* _Short exercise_
Write out every line below as a JSON list of strings, one string per line, with blank lines skipped and the pictures left out.

»»

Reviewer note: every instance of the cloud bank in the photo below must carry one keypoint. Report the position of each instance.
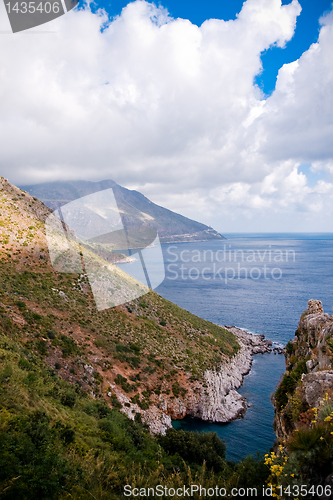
(171, 109)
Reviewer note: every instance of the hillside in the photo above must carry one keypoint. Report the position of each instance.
(304, 409)
(148, 353)
(135, 209)
(78, 386)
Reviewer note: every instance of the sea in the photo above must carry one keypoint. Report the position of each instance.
(258, 282)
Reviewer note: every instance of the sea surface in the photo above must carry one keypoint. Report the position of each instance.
(258, 282)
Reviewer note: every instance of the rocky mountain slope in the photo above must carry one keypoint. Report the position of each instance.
(304, 408)
(146, 357)
(135, 209)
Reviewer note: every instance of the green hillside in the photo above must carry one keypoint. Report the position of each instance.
(135, 209)
(63, 435)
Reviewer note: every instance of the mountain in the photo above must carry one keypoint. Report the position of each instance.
(304, 409)
(135, 209)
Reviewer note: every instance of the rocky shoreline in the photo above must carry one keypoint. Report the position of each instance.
(214, 399)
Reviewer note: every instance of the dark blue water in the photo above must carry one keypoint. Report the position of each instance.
(259, 282)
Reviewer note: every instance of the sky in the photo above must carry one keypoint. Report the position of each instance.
(221, 111)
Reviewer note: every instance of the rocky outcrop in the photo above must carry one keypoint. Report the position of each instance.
(309, 370)
(214, 398)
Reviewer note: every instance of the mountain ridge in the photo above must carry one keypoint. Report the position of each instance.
(134, 207)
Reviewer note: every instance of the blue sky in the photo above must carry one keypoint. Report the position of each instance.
(179, 110)
(307, 28)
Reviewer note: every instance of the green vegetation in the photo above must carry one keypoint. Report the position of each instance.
(62, 434)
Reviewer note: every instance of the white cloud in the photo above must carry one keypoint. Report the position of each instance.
(171, 108)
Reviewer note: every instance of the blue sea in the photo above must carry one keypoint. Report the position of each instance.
(258, 282)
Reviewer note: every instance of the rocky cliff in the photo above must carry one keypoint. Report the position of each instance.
(309, 370)
(134, 207)
(213, 398)
(146, 356)
(304, 408)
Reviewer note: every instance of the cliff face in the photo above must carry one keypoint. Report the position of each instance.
(304, 407)
(147, 356)
(214, 398)
(134, 207)
(309, 369)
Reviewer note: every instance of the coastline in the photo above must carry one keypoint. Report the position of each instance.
(214, 398)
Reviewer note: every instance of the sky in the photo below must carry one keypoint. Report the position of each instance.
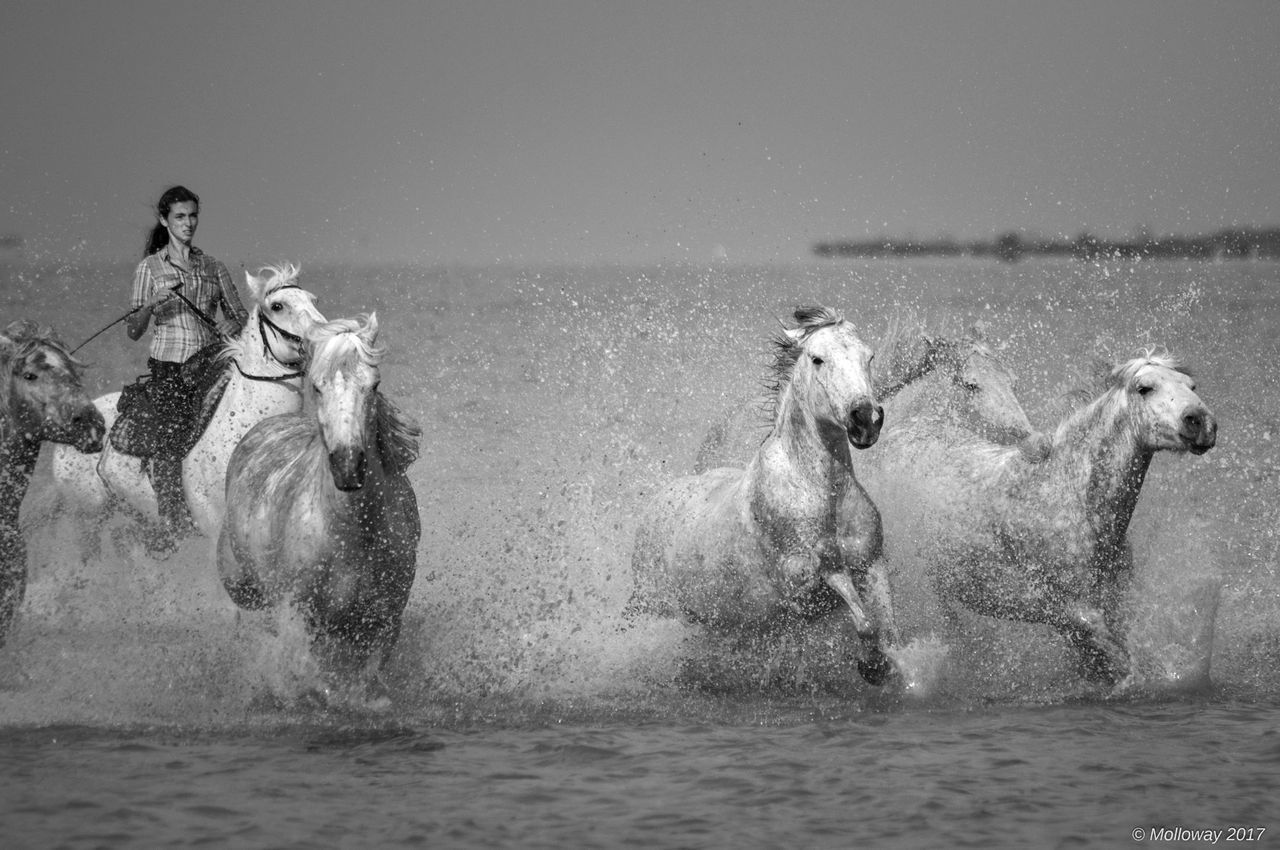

««

* _Result of this task_
[
  "Reviewer note: every instance of the cloud bank in the photo below must carry one keypoint. Report the position of each instance.",
  "(171, 109)",
  "Reviewer note: every instance of the hillside in the photo above must carry one keypoint. Report the position of each instance.",
  "(304, 409)",
  "(148, 353)",
  "(135, 209)",
  "(78, 386)",
  "Reviewer note: every instance of the sea in the photo above must carry one keypoint. Report the position of each instance.",
  "(258, 282)",
  "Reviewer note: every instance of the sea surface in the photo above must carry one keypoint. Report the position of each instance.",
  "(258, 282)",
  "Reviewer note: every instance of the rocky mountain slope in the photo above must carry one keypoint. Report the position of each instance.",
  "(304, 408)",
  "(146, 357)",
  "(135, 209)",
  "Reviewer note: every instance of the green hillside in the photo above must carry one keypoint. Report the position of each instance.",
  "(135, 209)",
  "(63, 435)",
  "Reviewer note: every instance of the mountain in the photo above must carry one keypoint. Report the position of each instance.",
  "(304, 409)",
  "(135, 209)",
  "Reviewer note: every instance of the rocky shoreline in the photo above must carry one keypoint. Report the position of each instance.",
  "(214, 399)",
  "Reviewer note: every instance of the dark blue water in the photo above must carry one keypoint. Report the position of each instance.",
  "(259, 282)",
  "Reviewer note: every instance of the sky in the photo above must carry one keypoint. Report the position of each instance.",
  "(221, 111)",
  "Reviewer note: every instance of the rocky outcrop in the photo above must carry one keypoint. Report the position of each instance.",
  "(309, 370)",
  "(214, 398)",
  "Reviewer note: every instance of the mountain ridge in the photo above must carry one keypoint. Report the position of each instance.",
  "(134, 207)",
  "Reviewer note: every instance of the blue sky in the photo above must carry one keypoint. Report the position of each instance.",
  "(179, 110)",
  "(307, 28)",
  "Reviewer note: every instance of the green vegetation in the photo above must carry one keypoint. Report the position of each instance.",
  "(62, 434)",
  "Reviewer note: every instance of the white cloud in the photo above must carry one keypoint. Report the position of each instance.",
  "(171, 108)",
  "Reviewer note: every instance of the blue sea in the photo above must carry one keypoint. Report the position of each instance.",
  "(258, 282)",
  "Reviewer note: every instance of the rocky cliff in the photo above must carry one keypoint. Report the position of each instance.",
  "(309, 370)",
  "(134, 207)",
  "(213, 398)",
  "(146, 356)",
  "(304, 408)",
  "Reviewer note: every instance of the cliff face in the photo above must carry one keypoint. Report the position of each instance.",
  "(304, 407)",
  "(147, 356)",
  "(214, 398)",
  "(134, 207)",
  "(309, 369)",
  "Reviewer note: every instance of the coastline in the photo above must carry one keypoint. Report the position of each instance.",
  "(214, 398)",
  "Reviewer note: every instance of the sky in the photo below must carry one keypoint. Report the position of each instance."
]